* HOW TO COMPLETE THIS TASK *
This exercise asks for every record to be output again exactly.

******

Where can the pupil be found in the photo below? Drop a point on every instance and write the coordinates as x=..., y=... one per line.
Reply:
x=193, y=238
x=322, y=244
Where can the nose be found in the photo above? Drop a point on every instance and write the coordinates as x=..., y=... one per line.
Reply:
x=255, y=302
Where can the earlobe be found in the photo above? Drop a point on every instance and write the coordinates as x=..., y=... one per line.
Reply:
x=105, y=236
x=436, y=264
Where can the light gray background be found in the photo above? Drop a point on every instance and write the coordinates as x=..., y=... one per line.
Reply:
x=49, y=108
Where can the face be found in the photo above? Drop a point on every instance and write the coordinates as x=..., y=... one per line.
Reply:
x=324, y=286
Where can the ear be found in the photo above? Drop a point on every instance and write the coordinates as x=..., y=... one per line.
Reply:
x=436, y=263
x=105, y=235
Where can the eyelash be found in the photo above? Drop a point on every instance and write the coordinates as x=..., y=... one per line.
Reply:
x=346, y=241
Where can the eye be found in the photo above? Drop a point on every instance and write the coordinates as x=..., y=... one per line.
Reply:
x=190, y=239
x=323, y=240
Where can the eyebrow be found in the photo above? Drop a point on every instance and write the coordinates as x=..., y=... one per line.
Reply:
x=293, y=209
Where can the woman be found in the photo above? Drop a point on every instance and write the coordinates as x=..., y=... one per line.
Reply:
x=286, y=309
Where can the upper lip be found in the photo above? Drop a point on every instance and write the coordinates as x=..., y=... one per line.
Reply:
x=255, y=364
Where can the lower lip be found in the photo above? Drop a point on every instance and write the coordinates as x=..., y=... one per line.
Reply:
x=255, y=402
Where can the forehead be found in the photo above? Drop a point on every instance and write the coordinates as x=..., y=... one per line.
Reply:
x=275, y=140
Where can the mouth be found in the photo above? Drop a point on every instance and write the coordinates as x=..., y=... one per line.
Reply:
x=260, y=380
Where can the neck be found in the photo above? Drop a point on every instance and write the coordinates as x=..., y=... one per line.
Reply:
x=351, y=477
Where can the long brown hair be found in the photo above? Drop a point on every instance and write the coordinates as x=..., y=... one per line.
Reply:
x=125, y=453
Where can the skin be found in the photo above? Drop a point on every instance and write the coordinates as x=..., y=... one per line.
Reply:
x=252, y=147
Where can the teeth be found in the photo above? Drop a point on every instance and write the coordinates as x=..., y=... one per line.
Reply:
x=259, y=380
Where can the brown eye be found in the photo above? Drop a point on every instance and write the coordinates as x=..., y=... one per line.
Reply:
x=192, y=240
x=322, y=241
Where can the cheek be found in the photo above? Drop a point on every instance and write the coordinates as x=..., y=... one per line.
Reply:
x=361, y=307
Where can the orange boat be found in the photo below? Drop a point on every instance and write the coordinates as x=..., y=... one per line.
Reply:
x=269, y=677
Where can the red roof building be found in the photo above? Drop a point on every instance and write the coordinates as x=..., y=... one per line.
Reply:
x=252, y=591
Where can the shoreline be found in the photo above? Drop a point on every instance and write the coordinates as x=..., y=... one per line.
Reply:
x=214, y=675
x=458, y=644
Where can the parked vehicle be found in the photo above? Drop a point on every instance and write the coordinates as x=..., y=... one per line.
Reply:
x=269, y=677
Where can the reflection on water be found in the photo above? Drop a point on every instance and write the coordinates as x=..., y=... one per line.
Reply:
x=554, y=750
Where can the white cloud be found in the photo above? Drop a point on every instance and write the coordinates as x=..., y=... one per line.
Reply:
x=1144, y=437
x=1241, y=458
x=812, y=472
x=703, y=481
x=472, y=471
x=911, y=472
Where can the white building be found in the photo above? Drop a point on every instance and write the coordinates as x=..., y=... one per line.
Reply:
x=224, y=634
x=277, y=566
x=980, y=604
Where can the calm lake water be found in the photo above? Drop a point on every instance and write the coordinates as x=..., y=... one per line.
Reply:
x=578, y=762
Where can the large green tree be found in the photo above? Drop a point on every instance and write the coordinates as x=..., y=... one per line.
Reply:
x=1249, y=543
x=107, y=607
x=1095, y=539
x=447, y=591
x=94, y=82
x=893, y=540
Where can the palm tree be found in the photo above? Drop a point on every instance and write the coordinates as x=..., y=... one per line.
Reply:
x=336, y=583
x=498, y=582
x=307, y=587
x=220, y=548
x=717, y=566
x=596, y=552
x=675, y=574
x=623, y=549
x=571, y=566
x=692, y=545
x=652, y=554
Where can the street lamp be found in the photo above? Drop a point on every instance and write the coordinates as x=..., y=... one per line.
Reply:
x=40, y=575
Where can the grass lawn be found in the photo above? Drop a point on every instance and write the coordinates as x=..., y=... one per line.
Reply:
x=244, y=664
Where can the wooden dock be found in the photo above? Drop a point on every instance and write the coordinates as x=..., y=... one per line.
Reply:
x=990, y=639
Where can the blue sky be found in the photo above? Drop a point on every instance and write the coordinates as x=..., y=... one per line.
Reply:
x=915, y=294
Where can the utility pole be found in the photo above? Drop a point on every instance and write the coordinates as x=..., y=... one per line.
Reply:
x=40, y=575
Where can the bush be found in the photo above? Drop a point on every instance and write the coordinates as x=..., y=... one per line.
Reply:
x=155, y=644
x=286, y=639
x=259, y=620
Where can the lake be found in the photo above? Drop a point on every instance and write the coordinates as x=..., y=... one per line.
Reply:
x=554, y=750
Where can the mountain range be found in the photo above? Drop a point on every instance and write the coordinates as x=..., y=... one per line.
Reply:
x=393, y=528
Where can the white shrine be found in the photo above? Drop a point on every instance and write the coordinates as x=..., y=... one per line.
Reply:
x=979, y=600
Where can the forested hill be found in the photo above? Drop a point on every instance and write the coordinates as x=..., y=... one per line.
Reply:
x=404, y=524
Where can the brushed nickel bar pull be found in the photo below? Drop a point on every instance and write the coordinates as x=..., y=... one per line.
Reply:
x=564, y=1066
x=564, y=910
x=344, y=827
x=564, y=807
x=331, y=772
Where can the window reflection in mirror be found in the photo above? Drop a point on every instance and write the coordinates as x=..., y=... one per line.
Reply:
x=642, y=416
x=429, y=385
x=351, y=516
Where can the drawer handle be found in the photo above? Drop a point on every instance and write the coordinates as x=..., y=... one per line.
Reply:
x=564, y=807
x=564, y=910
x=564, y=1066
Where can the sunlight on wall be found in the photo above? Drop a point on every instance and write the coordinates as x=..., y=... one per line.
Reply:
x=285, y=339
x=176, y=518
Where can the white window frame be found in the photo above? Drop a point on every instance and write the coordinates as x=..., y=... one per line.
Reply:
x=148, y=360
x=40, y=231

******

* RESULT FOR THIS TASK *
Where can the pupil be found in the photo below? Drop a point on every instance and write the coordinates as x=..., y=... one per line.
Reply:
x=193, y=238
x=322, y=244
Where can the nose be found in the photo above? Drop a point on every instance and write the coordinates as x=..., y=... one per line.
Reply:
x=255, y=302
Where can the earlobe be found in the photo above? Drop a point on every instance and write the coordinates as x=..., y=... one per line.
Reply:
x=105, y=236
x=436, y=264
Where can the light gray background be found in the photo above? Drop a point on every instance and write the coordinates as x=..., y=... one per line.
Reply:
x=49, y=108
Where can the face be found in the photo above? Drop a point on every instance and write the coordinates as x=..., y=... one per line.
Reply:
x=324, y=286
Where can the ear be found in the photo above? Drop a point on every instance and write the coordinates as x=..., y=... one per line.
Reply:
x=436, y=263
x=105, y=235
Where can the eyelash be found in the photo above? Drop a point on every instance and write the coordinates as x=..., y=... one per line.
Reply:
x=346, y=241
Where can the eye be found in the photo above? Drop a point on every instance and write the coordinates as x=..., y=... one per line.
Reply:
x=190, y=239
x=323, y=240
Where can the eyebrow be found in the photo above? Drop a point on every instance and write the coordinates as x=..., y=... one per line.
Reply:
x=293, y=209
Where can the woman be found in the photo above? Drop a point on every instance and write the coordinates as x=..., y=... one per line.
Reply:
x=286, y=309
Where can the upper lip be found in the photo above? Drop a point on every instance and write the coordinates as x=..., y=... one per line.
Reply:
x=255, y=364
Where can the lower lip be found in the photo above? Drop a point on every instance and write the coordinates as x=..., y=... one per line.
Reply:
x=255, y=402
Where can the forehead be found in the photo above? Drop a point on every instance and write the coordinates as x=..., y=... one per line.
Reply:
x=275, y=140
Where can the mouth be found in the photo above? Drop a point on every instance and write the coordinates as x=..., y=... one per line.
Reply:
x=260, y=380
Where can the neck be found in the photo above? Drop a point on every instance and write the coordinates as x=..., y=... one per line.
Reply:
x=351, y=477
Where can the long brown hair be found in the photo above? Drop a point on every instance and write the coordinates as x=..., y=... one per line.
Reply:
x=125, y=453
Where can the skin be found in the photo above? Drop a point on every instance and write the coordinates as x=..., y=... one per line.
Reply:
x=252, y=147
Where can the teeth be found in the photo above? Drop a point on every instance and write the coordinates as x=..., y=... one per line.
Reply:
x=259, y=380
Where can the brown eye be found in the photo above? Drop a point on every instance and write the coordinates as x=..., y=... one per line.
Reply:
x=192, y=240
x=322, y=241
Where can the cheek be found in the photo above? Drop a point on every instance and write the coordinates as x=..., y=... one per line.
Reply:
x=361, y=307
Where can the orange boat be found in the photo below? Drop a point on every instance and write the coordinates as x=..., y=... one per line.
Reply:
x=269, y=677
Where can the red roof building be found in the photo above? Drop a point on every instance and write the coordinates as x=..., y=... one per line.
Reply:
x=252, y=591
Where can the shoreline be found in the photo above? Drop a point on every instance and write the coordinates as x=..., y=... one per line.
Reply:
x=214, y=675
x=458, y=644
Where can the parked vehicle be found in the photo above? Drop a point on every instance and write the coordinates as x=..., y=... one per line.
Reply:
x=269, y=677
Where can the reflection on water be found in the photo above? Drop a point on every instance and write the coordinates as x=..., y=... one per line.
Reply:
x=554, y=750
Where can the white cloud be found in the photo above? Drop a point on every instance and write the coordinates as x=..., y=... one per line.
Reply:
x=1144, y=437
x=1241, y=458
x=812, y=472
x=703, y=481
x=472, y=471
x=911, y=472
Where can the white building be found in the photo above? Drop a point on every instance and write the coordinates as x=..., y=... one per line.
Reply:
x=224, y=634
x=277, y=566
x=980, y=604
Where can the calm lake water be found in the photo above? Drop a point on every instance and write the coordinates as x=..., y=... one per line.
Reply:
x=578, y=762
Where can the large green tree be found in the photo above? Drop a point on every instance and write the coordinates as x=..., y=... one per line.
Reply:
x=1249, y=543
x=107, y=607
x=1095, y=539
x=447, y=591
x=94, y=82
x=893, y=540
Where can the palm tree be found in the photo above? Drop a point on every instance and write the coordinates as x=..., y=... one per line.
Reply:
x=336, y=583
x=498, y=582
x=307, y=587
x=220, y=548
x=717, y=566
x=596, y=552
x=675, y=574
x=623, y=549
x=571, y=566
x=692, y=545
x=652, y=554
Where can the street lamp be found in the photo above? Drop a point on every instance and write the coordinates as x=..., y=... one per line.
Reply:
x=40, y=575
Where can the grass lawn be found in the photo above? Drop a point on every instance and write the coordinates as x=..., y=... one per line.
Reply:
x=244, y=664
Where can the wooden dock be found in the photo above? Drop a point on every instance and write the coordinates as x=..., y=... one per line.
Reply:
x=990, y=639
Where can the blue sky be found in the photo above? Drop a point on every instance and write the coordinates as x=..., y=... one per line.
Reply:
x=915, y=294
Where can the utility pole be found in the photo above? Drop a point on every instance and write the coordinates as x=..., y=... one per line.
Reply:
x=40, y=575
Where can the bush be found in the photo above? Drop a point on every instance and write the coordinates as x=..., y=... one per line.
Reply:
x=155, y=644
x=286, y=639
x=259, y=620
Where can the lake be found in the photo above? Drop a point on every instance and write the coordinates as x=..., y=... one per line.
Reply:
x=554, y=750
Where can the mountain range be found in the photo above? Drop a point on every instance and write the coordinates as x=..., y=... one per line.
Reply:
x=393, y=528
Where can the white shrine be found in the photo above? Drop a point on every instance and write the coordinates as x=..., y=... one per line.
Reply:
x=979, y=600
Where can the forested hill be found in the photo above? Drop a point on every instance and write the coordinates as x=..., y=... one per line.
Reply:
x=404, y=524
Where can the brushed nickel bar pull be found in the photo below? Drop a point on every instance and write the coordinates as x=..., y=... one per line.
Reply:
x=564, y=1066
x=564, y=910
x=344, y=827
x=564, y=807
x=331, y=772
Where can the window reflection in mirror be found in the photo above? Drop a point on every instance and write the coordinates as x=..., y=... one per line.
Reply:
x=642, y=416
x=429, y=385
x=351, y=516
Where can the drawer handle be found in the photo above? Drop a point on every instance and write the coordinates as x=..., y=... one per line.
Reply:
x=564, y=807
x=564, y=910
x=564, y=1066
Where can the sunlight on wall be found in the photo above? Drop a point on every instance and write the coordinates as x=..., y=... one per line.
Reply:
x=285, y=339
x=176, y=518
Where can the white window frame be found in the photo above? Drop a point on every instance and write the coordinates as x=..., y=... one per line.
Reply:
x=148, y=360
x=40, y=231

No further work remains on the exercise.